AVAILABLE DATA:

------------------------------------------------

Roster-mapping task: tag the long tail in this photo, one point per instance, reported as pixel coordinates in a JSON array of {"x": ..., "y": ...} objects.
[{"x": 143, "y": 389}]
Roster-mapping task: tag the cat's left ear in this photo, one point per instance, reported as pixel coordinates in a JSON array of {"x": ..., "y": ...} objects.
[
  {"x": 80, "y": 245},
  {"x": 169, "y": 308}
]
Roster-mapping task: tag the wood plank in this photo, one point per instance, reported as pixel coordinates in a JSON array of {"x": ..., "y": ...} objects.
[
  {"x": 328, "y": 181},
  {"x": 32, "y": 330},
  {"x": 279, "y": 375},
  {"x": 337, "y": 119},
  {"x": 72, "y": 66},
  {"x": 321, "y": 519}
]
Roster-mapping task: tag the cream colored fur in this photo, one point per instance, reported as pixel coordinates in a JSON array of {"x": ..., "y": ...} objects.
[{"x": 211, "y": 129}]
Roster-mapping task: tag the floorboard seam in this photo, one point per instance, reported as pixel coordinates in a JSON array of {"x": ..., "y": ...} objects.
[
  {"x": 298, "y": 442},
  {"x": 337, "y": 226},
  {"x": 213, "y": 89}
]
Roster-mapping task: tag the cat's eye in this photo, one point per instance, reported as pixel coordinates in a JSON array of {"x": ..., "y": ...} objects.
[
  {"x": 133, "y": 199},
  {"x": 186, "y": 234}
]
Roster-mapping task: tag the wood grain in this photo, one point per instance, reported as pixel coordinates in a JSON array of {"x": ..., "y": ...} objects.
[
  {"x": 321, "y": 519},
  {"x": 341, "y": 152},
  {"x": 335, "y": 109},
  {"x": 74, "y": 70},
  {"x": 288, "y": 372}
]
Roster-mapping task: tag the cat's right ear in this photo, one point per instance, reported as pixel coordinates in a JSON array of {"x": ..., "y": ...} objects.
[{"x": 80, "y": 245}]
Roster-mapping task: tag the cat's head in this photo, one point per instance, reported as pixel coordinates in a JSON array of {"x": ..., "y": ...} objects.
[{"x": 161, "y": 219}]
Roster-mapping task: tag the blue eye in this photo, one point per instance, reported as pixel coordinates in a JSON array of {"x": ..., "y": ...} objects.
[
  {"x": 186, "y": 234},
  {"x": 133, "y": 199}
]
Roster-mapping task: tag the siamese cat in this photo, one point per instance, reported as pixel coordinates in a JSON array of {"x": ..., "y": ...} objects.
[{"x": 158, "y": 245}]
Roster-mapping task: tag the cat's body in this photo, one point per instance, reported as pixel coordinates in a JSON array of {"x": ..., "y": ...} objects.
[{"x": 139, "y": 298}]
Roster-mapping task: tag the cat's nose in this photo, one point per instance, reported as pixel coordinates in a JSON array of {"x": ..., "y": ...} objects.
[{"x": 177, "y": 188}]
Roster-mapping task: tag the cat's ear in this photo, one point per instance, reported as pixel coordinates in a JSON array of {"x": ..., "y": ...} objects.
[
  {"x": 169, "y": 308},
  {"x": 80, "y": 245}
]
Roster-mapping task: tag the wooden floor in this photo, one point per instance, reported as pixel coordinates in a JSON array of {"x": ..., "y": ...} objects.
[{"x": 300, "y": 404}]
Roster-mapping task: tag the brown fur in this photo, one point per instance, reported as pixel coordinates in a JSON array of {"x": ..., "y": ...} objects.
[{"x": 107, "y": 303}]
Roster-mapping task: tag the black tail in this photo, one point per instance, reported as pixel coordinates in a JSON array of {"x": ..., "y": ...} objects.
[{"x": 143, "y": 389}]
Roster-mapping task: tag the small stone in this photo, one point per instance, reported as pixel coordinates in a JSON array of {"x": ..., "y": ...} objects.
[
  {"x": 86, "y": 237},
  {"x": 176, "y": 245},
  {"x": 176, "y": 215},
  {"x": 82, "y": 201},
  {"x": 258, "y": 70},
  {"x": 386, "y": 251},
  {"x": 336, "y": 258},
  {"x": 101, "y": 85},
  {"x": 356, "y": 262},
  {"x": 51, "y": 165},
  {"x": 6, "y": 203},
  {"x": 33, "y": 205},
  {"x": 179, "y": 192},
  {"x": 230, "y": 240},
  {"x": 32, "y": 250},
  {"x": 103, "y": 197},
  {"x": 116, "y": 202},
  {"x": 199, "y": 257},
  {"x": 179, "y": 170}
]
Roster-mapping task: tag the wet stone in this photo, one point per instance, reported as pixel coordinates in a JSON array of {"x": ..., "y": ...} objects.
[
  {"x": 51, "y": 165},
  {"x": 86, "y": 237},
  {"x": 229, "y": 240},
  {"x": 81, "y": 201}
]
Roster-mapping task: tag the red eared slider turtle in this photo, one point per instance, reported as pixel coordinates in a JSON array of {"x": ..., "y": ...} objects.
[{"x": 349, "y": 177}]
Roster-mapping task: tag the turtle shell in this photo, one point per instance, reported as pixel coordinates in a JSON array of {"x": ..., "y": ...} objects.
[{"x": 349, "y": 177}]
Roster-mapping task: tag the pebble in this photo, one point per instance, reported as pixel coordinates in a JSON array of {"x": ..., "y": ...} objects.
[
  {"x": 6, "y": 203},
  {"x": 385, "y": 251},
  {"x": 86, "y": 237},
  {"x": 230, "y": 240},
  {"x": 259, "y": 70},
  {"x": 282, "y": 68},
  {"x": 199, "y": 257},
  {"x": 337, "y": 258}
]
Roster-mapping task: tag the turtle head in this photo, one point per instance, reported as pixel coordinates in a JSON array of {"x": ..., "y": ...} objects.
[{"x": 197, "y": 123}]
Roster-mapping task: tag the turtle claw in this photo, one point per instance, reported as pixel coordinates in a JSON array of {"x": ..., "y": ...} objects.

------------------------------------------------

PROMPT:
Output each record exactly, leaving nothing out.

OUTPUT OF THE TASK:
Roster-mapping task: tag the long tail in this photo, one point per instance, reported as pixel coordinates in a JSON array of {"x": ..., "y": ...} objects.
[{"x": 143, "y": 389}]
Roster-mapping task: tag the cat's left ear in this photo, one point per instance, reported as pixel coordinates in a JSON array of {"x": ..., "y": ...} objects.
[
  {"x": 80, "y": 245},
  {"x": 169, "y": 308}
]
Roster-mapping task: tag the wood plank in this photo, one point per instance, reported as pixel coordinates in a JSON array of {"x": ..., "y": ...} objects.
[
  {"x": 328, "y": 181},
  {"x": 32, "y": 330},
  {"x": 279, "y": 375},
  {"x": 337, "y": 119},
  {"x": 72, "y": 66},
  {"x": 321, "y": 519}
]
Roster-mapping task: tag the cream colored fur in this photo, one point per instance, reported as pixel coordinates in a JSON array of {"x": ..., "y": ...} objects.
[{"x": 211, "y": 129}]
Roster-mapping task: tag the floorboard seam in this photo, one point per instance, reported as pixel coordinates in a JSON array of {"x": ..., "y": ...} objects.
[
  {"x": 298, "y": 442},
  {"x": 337, "y": 226},
  {"x": 213, "y": 89}
]
Roster-mapping task: tag the cat's eye in this photo, one point per instance, reported as pixel coordinates in a JSON array of {"x": ..., "y": ...} objects.
[
  {"x": 133, "y": 199},
  {"x": 186, "y": 234}
]
Roster-mapping task: tag the wood grain in this photo, one point per instance, reported as pixel coordinates in a JSON array of {"x": ..., "y": ...} objects.
[
  {"x": 321, "y": 519},
  {"x": 341, "y": 152},
  {"x": 335, "y": 109},
  {"x": 74, "y": 70},
  {"x": 288, "y": 372}
]
Roster-mapping task: tag the cat's right ear in this photo, one point per instance, reported as pixel coordinates in a JSON array of {"x": ..., "y": ...} objects.
[{"x": 80, "y": 245}]
Roster-mapping task: tag the cat's head in this photo, one point per instance, reported as pixel coordinates in a JSON array of {"x": ..., "y": ...} objects.
[{"x": 161, "y": 219}]
Roster-mapping task: tag the blue eye in this photo, one point per instance, reported as pixel coordinates in a JSON array of {"x": ..., "y": ...} objects.
[
  {"x": 186, "y": 234},
  {"x": 133, "y": 199}
]
Roster-mapping task: tag the siamese cat in this photo, one point per instance, reported as pixel coordinates in a JSON array of {"x": ..., "y": ...} objects.
[{"x": 158, "y": 245}]
Roster-mapping task: tag the cat's body in this photo, one point per instance, reported as pixel coordinates in a JSON array of {"x": ..., "y": ...} objects.
[{"x": 139, "y": 298}]
Roster-mapping task: tag the cat's nose in this photo, one point per instance, reported as pixel coordinates in a JSON array of {"x": ..., "y": ...} objects.
[{"x": 177, "y": 188}]
Roster-mapping task: tag the cat's ear in this photo, one point per instance, reported as pixel coordinates in a JSON array of {"x": ..., "y": ...} objects.
[
  {"x": 169, "y": 308},
  {"x": 80, "y": 245}
]
Roster-mapping task: tag the wooden floor in this photo, one point per instance, reported as pixel coordinates in a JSON array of {"x": ..., "y": ...} objects.
[{"x": 300, "y": 404}]
Roster-mapping task: tag the brown fur in this photo, one point per instance, reported as pixel coordinates in a JSON array of {"x": ..., "y": ...} objects.
[{"x": 107, "y": 303}]
Roster-mapping task: tag the black tail in this photo, one point per instance, reported as pixel coordinates in a JSON array of {"x": ..., "y": ...} objects.
[{"x": 143, "y": 389}]
Roster-mapping task: tag the small stone in this photo, one point per instance, reported as pixel coordinates in a JSON array of {"x": ..., "y": ...} objects.
[
  {"x": 86, "y": 237},
  {"x": 176, "y": 245},
  {"x": 176, "y": 215},
  {"x": 82, "y": 201},
  {"x": 258, "y": 70},
  {"x": 386, "y": 251},
  {"x": 336, "y": 258},
  {"x": 101, "y": 85},
  {"x": 356, "y": 262},
  {"x": 51, "y": 165},
  {"x": 6, "y": 203},
  {"x": 33, "y": 205},
  {"x": 179, "y": 192},
  {"x": 230, "y": 240},
  {"x": 32, "y": 250},
  {"x": 103, "y": 197},
  {"x": 116, "y": 202},
  {"x": 199, "y": 257},
  {"x": 179, "y": 170}
]
Roster-mapping task: tag the wet stone in this photo, one point per instance, reported as pixel coordinates in a JSON array of {"x": ..., "y": ...} objects.
[
  {"x": 51, "y": 165},
  {"x": 86, "y": 237},
  {"x": 229, "y": 240},
  {"x": 81, "y": 201}
]
Roster-mapping task: tag the red eared slider turtle in this photo, one point per instance, reported as pixel coordinates in a JSON array of {"x": ..., "y": ...} objects.
[{"x": 349, "y": 177}]
Roster-mapping task: tag the turtle shell in this photo, one point per instance, reported as pixel coordinates in a JSON array of {"x": ..., "y": ...} objects.
[{"x": 349, "y": 177}]
Roster-mapping task: tag the pebble in this photo, one point per instance, reported as pixel coordinates in a JSON array of {"x": ..., "y": ...} objects.
[
  {"x": 6, "y": 203},
  {"x": 385, "y": 251},
  {"x": 86, "y": 237},
  {"x": 230, "y": 240},
  {"x": 259, "y": 70},
  {"x": 282, "y": 68},
  {"x": 199, "y": 257},
  {"x": 337, "y": 258}
]
Roster-mapping task: tag the turtle head in this photo, one point per instance, reported as pixel coordinates in a JSON array of {"x": ..., "y": ...} objects.
[{"x": 197, "y": 123}]
Roster-mapping task: tag the turtle claw in this photo, one point per instance, reported as pixel coordinates in a JSON array of {"x": ..., "y": ...} objects.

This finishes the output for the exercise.